TASK TO COMPLETE: Return, unchanged, the lines of the data starting at the line that contains "For each instance of the mountain range, the" and ending after the line that contains "pixel 316 52".

Object position labeling entries:
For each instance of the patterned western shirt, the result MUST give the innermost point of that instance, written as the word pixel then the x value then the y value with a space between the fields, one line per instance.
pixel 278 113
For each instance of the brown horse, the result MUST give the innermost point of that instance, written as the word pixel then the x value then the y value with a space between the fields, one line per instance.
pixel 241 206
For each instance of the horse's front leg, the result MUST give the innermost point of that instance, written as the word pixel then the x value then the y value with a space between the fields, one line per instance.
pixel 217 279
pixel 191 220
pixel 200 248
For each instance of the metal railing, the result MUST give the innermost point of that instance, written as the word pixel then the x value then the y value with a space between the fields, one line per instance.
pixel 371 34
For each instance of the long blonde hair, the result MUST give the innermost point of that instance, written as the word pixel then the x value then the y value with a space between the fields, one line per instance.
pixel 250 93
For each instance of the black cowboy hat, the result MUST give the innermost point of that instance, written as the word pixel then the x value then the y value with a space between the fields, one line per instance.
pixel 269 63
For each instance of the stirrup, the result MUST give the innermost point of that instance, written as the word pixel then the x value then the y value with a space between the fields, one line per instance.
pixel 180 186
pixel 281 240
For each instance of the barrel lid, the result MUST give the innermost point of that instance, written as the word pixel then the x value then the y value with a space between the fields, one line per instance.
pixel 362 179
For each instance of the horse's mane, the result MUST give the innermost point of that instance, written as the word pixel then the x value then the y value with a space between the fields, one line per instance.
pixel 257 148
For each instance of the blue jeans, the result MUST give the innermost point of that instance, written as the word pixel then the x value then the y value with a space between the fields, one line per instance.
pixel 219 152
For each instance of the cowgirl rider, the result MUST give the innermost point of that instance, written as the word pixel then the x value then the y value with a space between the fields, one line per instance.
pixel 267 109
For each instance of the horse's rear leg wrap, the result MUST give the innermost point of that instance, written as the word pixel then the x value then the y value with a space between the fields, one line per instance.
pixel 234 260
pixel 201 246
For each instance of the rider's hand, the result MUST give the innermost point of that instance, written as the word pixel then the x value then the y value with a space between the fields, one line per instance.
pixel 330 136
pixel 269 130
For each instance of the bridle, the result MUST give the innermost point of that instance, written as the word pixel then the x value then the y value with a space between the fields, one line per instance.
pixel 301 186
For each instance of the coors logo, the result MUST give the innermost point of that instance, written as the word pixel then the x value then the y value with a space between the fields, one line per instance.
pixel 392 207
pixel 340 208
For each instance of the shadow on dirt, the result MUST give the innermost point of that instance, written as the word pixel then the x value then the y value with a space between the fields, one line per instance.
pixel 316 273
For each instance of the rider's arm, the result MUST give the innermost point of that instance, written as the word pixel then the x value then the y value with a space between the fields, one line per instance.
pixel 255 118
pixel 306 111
* * *
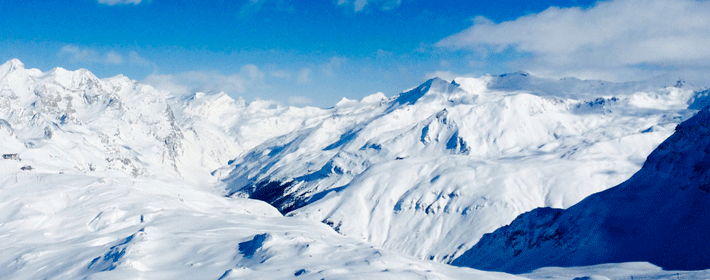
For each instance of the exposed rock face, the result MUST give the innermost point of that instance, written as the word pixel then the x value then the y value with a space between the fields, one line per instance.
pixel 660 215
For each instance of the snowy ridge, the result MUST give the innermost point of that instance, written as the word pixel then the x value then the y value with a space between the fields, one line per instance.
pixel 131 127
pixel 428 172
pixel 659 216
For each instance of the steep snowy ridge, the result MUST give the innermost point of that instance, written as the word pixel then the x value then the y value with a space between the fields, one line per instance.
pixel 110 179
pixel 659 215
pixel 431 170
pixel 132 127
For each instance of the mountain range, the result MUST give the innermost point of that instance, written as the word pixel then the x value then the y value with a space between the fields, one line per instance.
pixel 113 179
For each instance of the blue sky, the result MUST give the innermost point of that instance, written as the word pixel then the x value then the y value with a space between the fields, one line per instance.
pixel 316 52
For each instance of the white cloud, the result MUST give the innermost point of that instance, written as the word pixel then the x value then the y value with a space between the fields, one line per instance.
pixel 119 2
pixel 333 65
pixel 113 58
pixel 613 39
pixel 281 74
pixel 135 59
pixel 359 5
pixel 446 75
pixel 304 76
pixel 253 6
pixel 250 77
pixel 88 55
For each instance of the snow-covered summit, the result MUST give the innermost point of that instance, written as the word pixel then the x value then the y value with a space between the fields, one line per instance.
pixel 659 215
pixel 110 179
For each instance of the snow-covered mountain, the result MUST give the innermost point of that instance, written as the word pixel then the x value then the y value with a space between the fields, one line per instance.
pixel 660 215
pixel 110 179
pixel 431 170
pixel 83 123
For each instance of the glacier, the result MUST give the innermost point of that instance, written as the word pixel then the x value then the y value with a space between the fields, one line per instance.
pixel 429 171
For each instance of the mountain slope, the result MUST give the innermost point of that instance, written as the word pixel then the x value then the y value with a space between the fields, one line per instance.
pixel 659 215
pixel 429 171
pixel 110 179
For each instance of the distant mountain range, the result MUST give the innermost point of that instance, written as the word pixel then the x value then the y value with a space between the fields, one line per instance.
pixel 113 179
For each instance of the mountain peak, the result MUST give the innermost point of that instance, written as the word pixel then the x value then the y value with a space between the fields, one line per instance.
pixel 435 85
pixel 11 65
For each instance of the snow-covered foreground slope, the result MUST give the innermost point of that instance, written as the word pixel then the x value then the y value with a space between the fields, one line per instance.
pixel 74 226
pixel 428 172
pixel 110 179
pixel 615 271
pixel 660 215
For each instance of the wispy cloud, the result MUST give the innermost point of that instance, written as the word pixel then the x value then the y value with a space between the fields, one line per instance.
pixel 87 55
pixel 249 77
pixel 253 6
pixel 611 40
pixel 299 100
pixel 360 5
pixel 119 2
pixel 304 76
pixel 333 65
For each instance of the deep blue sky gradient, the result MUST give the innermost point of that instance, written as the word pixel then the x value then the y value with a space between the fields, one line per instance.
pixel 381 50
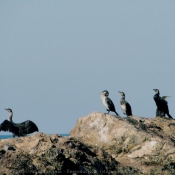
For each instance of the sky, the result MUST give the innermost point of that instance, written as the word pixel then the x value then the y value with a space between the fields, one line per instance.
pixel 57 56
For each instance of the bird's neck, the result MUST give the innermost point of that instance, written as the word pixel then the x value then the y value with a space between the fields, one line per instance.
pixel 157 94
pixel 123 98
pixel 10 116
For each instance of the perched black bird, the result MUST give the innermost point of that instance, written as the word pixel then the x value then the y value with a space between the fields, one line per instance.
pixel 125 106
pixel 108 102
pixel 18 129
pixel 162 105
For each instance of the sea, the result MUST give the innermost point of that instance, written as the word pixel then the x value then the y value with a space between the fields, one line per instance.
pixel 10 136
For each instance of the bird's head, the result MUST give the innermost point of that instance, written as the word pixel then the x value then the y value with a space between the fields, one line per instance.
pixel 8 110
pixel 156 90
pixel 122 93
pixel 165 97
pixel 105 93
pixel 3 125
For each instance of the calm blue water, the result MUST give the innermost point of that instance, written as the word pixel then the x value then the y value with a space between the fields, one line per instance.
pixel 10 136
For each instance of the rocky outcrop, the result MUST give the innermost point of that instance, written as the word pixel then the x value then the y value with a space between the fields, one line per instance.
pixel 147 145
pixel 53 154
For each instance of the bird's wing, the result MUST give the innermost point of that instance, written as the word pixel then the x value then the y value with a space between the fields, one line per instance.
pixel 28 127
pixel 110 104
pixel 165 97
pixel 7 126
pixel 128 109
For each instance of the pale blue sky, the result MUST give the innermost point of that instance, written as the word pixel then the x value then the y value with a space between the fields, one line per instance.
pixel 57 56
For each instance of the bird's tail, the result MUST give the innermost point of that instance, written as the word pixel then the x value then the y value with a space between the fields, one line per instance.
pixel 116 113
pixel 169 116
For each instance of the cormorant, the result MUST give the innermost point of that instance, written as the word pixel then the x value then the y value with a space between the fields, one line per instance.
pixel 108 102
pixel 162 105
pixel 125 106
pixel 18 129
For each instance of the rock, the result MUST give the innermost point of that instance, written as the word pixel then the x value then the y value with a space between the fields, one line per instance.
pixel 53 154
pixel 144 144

EXERCISE RESULT:
For each instance of the mountain range, the result MUST give the innermost point of that instance, written as the word pixel then the x value then the y value with a space between the fields, one line per instance.
pixel 113 179
For each instance of the blue sky, the result MUST give the innermost point of that instance, written as the word pixel then the x value then the y value with a space between the fields, one line per instance.
pixel 316 52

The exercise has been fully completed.